» Text
____________________
Volume of cylinder with differentials

[Asphyxiated]

Homework Statement

Use differentials to estimate the amount of tin in a closed tin can with diameter 8cm and height 12cm if the tin is 0.04cm thick.

Homework Equations

If:

z=f(x,y)

then

dz = f_{x}(x,y)dx+f_{y}(x,y)dy

The Attempt at a Solution

Perhaps my problem here has to do with the top and bottom of the canister not being taken into account explicitly. If this is the case I can not see it on my own however.

First the volume of a cylinder is:

V=\pi r^{2}h

where here:

r=8cm \;\; h=12cm

the differential of the volume should then be:

dV=(2 \pi r h) dr + (\pi r^{2}h) dh

where in this problem:

dr=0.04cm \;\; dh=0cm

so the second term vanishes and in the calculation we get:

dV= 2 \pi (8)(12)(0.04) \approx 24 cm^{3}

however the answer section tells me that it should be 16cm^3 but if i do the calculation with just geometry I get the same thing, i.e.:

V_{tin}=12 \pi (8^{2}-(8-0.04)^{2}) \approx 24 cm^{3}

If the top/bottom of the container were to be taken into account it would only add to this number from my view.

Am I doing something wrong or is the book just wrong here?

 

[vela]

The diameter of the can is 8 cm; the radius is 4 cm.

 

[Asphyxiated]

ha, ok... for some reason I always do that when I haven't dealt with radius vs diameter in awhile, sometimes I need the obvious pointed out :)

thanks vela

edit: so then its 12...

if i take the top and bottom its 16!

thanks again
____________________
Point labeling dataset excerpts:

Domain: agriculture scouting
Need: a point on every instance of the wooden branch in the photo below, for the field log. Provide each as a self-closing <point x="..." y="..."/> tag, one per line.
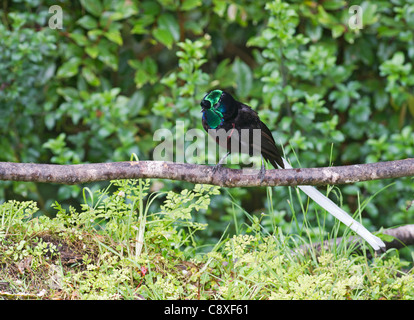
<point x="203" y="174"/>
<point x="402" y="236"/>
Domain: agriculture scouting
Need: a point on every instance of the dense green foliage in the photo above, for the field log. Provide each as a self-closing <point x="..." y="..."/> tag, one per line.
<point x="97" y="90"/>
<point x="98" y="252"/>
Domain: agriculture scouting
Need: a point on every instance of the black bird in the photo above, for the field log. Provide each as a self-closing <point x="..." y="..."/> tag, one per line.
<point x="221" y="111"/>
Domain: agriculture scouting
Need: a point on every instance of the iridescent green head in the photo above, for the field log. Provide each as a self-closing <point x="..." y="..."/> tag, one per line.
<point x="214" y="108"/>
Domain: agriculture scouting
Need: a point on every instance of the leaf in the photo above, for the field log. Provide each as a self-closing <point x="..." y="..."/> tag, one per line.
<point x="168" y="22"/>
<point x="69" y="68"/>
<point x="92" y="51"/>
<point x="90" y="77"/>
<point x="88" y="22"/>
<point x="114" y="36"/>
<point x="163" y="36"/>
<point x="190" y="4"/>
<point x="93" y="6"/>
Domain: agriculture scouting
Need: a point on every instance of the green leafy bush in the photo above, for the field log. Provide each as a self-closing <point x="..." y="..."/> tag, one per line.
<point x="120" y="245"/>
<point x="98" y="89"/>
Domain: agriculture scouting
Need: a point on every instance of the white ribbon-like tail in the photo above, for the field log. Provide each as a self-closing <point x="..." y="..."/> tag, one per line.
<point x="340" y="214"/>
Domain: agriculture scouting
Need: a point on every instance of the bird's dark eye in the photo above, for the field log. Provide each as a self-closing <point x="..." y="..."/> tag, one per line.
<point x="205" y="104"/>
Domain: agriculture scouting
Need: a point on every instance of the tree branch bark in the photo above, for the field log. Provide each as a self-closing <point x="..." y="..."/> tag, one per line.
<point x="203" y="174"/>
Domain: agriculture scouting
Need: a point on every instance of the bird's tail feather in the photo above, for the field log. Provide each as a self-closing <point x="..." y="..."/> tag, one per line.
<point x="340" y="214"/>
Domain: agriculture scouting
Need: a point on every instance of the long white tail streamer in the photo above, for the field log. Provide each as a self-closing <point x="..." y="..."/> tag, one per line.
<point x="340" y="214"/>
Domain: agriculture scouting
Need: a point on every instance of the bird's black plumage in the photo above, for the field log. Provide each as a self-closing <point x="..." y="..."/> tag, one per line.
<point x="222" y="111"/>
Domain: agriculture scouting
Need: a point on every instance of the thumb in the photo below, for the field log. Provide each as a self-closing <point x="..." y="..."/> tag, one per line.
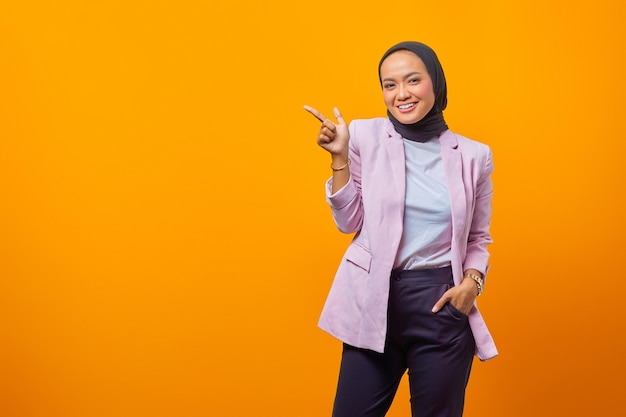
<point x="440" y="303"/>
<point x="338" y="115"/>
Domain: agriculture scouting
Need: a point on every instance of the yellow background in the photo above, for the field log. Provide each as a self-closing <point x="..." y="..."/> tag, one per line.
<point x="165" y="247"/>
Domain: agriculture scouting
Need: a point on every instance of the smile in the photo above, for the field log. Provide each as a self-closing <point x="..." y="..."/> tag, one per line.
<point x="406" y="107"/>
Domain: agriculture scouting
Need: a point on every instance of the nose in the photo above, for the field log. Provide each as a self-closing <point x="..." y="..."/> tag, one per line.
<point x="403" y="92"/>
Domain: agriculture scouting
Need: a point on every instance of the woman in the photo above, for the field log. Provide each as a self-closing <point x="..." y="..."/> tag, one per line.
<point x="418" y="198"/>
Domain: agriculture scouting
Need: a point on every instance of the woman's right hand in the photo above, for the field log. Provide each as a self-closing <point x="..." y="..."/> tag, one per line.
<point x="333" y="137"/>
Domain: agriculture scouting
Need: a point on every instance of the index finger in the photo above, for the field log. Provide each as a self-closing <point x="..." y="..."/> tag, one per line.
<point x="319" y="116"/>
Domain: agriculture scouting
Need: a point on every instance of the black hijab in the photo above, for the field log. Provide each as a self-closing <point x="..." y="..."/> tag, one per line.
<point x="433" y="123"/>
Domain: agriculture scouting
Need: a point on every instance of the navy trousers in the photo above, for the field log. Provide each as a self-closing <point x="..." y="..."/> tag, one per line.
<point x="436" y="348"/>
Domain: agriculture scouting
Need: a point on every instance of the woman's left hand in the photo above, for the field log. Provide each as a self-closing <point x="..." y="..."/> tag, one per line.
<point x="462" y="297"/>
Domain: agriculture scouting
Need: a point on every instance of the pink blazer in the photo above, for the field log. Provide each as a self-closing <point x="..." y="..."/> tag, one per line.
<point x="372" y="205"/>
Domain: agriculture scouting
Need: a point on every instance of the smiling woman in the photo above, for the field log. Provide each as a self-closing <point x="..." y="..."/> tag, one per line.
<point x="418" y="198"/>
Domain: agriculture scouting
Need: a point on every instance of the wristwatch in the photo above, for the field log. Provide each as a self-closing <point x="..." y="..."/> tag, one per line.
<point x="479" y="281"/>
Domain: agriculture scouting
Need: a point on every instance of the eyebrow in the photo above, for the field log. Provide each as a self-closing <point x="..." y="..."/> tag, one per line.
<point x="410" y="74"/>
____________________
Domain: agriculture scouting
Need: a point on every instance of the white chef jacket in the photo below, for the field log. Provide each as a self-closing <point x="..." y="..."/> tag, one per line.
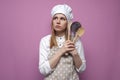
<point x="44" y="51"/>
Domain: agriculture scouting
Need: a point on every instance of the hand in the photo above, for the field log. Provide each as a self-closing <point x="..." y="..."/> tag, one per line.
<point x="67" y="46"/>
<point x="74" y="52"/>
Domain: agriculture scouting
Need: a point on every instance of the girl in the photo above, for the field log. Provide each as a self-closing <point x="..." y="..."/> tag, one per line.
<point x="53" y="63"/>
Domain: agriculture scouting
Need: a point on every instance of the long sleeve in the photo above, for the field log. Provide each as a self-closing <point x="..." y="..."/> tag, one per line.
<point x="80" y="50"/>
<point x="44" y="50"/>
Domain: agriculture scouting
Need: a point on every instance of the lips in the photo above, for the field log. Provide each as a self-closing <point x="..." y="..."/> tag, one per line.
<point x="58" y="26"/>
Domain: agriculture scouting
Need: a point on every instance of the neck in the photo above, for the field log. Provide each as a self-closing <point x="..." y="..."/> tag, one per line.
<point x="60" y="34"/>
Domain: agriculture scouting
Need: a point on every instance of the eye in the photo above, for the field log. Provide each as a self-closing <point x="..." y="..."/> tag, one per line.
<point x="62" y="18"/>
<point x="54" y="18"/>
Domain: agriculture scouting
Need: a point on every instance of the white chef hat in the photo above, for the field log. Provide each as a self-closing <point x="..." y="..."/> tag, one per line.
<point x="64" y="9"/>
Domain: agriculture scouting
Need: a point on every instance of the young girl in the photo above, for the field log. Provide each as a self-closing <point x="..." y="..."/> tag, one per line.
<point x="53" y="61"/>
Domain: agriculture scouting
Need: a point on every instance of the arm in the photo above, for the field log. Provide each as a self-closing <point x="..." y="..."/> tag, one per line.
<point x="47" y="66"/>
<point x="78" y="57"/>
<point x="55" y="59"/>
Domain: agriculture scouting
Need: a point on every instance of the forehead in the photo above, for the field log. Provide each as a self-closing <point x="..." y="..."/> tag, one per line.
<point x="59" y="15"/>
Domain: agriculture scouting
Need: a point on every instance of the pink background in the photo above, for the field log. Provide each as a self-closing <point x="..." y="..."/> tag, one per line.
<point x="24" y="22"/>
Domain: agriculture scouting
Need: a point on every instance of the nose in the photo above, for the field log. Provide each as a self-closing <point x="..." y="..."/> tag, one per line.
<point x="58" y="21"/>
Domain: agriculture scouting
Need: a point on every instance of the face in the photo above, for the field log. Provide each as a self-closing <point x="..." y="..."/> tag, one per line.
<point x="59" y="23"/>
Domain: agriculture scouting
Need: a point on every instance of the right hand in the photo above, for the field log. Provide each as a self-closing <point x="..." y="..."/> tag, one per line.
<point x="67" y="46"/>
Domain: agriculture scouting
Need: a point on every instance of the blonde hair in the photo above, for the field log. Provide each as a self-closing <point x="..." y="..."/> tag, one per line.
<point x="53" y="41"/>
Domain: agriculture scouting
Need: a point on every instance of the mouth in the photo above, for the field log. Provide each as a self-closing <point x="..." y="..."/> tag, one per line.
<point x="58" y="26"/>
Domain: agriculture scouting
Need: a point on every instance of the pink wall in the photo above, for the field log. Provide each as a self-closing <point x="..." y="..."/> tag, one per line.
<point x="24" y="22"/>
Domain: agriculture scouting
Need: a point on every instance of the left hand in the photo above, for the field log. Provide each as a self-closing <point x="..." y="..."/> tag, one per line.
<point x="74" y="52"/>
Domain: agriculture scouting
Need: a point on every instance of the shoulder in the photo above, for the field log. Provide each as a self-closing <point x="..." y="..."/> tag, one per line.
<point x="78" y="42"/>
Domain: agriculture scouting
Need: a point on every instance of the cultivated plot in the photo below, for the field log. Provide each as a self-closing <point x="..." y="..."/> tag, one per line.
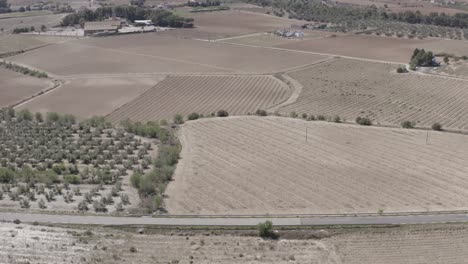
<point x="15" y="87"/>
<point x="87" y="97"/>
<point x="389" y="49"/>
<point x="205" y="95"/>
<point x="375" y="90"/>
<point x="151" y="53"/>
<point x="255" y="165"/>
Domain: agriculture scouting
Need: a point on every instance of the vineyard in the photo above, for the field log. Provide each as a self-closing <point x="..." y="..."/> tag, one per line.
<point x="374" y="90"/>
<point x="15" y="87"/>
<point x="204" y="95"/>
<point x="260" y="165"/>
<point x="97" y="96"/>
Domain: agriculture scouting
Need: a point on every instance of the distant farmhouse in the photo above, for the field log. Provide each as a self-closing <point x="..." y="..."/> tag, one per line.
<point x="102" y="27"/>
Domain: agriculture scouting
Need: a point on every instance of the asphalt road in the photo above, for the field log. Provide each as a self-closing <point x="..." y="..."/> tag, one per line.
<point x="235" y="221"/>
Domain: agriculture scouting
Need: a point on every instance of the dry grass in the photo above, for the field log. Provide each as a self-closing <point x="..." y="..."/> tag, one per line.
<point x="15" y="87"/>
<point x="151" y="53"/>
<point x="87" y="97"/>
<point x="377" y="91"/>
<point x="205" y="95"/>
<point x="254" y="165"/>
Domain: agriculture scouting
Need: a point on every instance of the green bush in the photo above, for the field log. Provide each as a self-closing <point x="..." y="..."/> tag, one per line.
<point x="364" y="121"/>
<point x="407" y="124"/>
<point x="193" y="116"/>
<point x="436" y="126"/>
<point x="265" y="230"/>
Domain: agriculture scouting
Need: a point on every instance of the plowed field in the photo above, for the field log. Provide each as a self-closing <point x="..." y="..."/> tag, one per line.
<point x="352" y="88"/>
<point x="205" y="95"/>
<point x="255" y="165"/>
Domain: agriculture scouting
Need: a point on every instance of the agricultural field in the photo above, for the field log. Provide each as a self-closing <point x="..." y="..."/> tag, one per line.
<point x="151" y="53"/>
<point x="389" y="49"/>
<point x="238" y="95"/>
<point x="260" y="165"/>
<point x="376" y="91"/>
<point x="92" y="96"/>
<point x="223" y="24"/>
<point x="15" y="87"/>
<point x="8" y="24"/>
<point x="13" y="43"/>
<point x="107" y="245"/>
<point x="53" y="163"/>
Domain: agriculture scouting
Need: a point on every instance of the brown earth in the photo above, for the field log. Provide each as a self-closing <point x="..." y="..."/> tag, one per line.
____________________
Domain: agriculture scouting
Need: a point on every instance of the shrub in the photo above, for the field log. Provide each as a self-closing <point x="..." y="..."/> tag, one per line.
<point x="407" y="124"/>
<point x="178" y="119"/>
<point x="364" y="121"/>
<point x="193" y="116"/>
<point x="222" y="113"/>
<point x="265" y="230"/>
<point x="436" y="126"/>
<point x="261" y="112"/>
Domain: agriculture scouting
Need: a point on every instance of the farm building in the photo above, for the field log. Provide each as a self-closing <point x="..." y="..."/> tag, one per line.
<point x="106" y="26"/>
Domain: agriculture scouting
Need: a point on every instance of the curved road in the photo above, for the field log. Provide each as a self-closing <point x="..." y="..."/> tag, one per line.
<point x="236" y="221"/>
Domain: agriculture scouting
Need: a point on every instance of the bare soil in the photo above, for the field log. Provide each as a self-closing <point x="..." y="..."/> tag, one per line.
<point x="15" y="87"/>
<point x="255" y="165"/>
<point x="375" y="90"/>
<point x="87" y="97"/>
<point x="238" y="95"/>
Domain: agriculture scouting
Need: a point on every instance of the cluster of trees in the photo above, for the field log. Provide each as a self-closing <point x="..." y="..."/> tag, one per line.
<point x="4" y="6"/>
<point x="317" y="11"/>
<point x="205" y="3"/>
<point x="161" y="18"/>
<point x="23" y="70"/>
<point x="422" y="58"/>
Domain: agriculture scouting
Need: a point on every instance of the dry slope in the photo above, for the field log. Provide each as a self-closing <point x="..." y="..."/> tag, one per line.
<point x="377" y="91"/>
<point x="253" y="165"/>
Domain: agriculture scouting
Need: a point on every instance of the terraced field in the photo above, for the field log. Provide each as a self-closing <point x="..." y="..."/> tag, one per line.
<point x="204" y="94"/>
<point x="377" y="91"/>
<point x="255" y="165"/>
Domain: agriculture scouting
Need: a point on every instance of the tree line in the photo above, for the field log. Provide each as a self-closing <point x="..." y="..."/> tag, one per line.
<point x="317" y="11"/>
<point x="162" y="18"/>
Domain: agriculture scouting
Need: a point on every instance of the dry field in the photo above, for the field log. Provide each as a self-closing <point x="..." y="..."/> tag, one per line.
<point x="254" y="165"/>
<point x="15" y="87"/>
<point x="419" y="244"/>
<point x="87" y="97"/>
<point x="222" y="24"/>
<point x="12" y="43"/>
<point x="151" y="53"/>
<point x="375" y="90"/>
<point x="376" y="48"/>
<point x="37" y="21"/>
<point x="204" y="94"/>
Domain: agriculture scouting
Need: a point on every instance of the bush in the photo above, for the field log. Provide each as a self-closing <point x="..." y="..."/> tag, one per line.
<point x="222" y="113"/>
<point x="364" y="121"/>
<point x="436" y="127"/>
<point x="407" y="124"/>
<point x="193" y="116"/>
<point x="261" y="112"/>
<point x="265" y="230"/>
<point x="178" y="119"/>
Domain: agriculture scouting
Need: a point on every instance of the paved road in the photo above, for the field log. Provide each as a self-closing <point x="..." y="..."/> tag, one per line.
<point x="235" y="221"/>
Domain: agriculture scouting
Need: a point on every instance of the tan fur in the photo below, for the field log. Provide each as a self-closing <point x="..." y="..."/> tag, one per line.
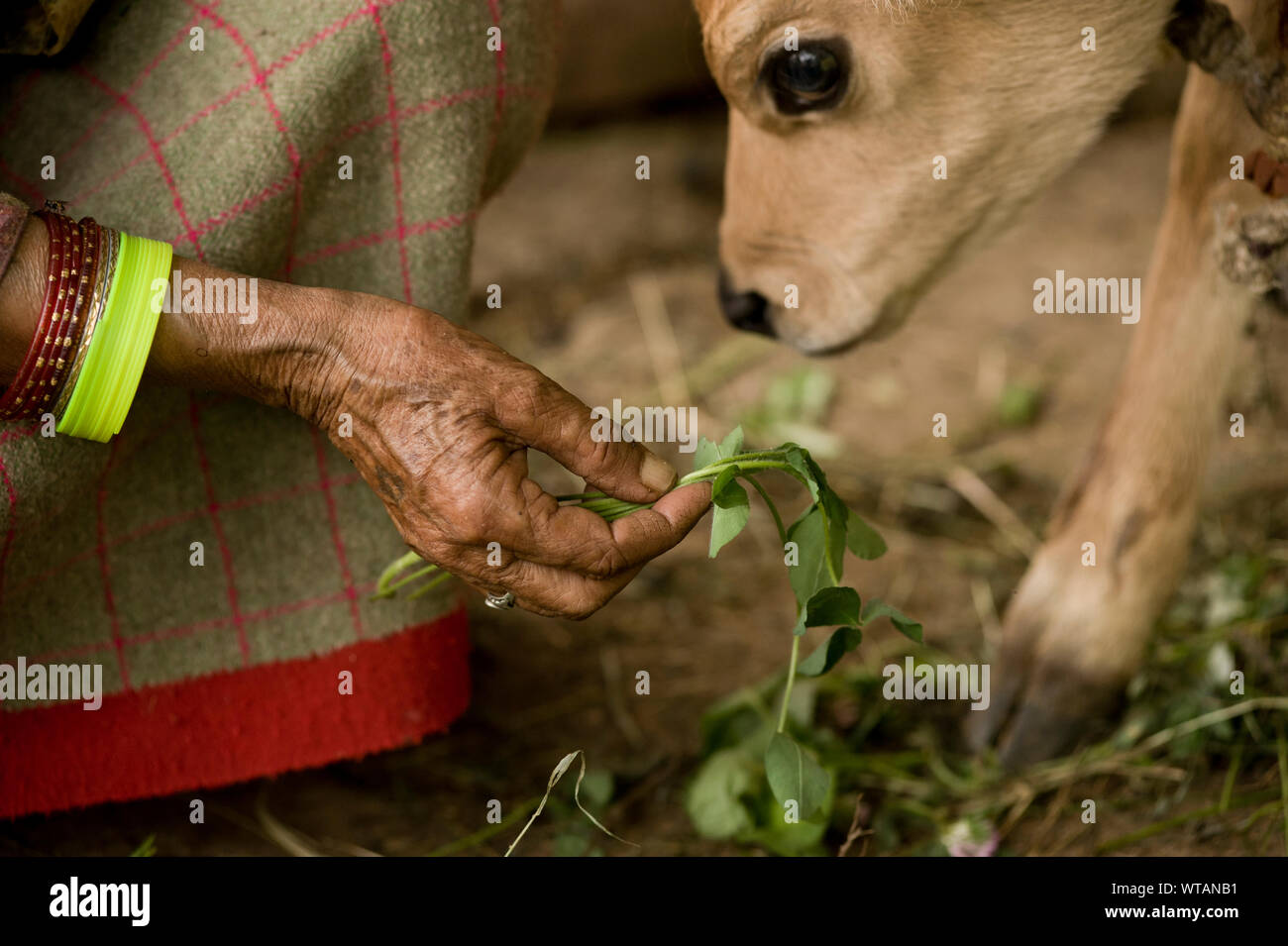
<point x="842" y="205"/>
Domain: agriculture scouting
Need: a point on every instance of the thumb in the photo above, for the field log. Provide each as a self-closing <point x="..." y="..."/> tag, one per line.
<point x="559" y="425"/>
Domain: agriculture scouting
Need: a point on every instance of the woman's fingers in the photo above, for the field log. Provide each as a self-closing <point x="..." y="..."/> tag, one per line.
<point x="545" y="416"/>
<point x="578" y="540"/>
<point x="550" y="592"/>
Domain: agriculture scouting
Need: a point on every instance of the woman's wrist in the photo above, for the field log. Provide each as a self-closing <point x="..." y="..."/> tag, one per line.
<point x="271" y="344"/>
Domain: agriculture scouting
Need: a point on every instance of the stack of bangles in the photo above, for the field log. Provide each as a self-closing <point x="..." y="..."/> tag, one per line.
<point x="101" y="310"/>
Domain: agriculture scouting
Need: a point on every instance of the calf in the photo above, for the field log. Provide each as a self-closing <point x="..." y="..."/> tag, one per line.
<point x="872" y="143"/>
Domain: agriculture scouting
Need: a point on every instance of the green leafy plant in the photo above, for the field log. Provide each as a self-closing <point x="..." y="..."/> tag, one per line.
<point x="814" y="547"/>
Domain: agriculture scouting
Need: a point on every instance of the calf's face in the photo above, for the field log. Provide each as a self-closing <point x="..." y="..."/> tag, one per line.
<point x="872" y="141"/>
____________________
» Problem to solve
Please summarize the tin can thread above in two sentences.

» Written answer
Asphyxiated used differentials to estimate the tin in a closed can 8 cm in diameter and 12 cm tall with tin 0.04 cm thick, took the radius as 8 cm, and got about 24 cm^3, while the book's answer was 16 cm^3. After vela pointed out that the radius is 4 cm, Asphyxiated got 12, and 16 once the top and bottom were included.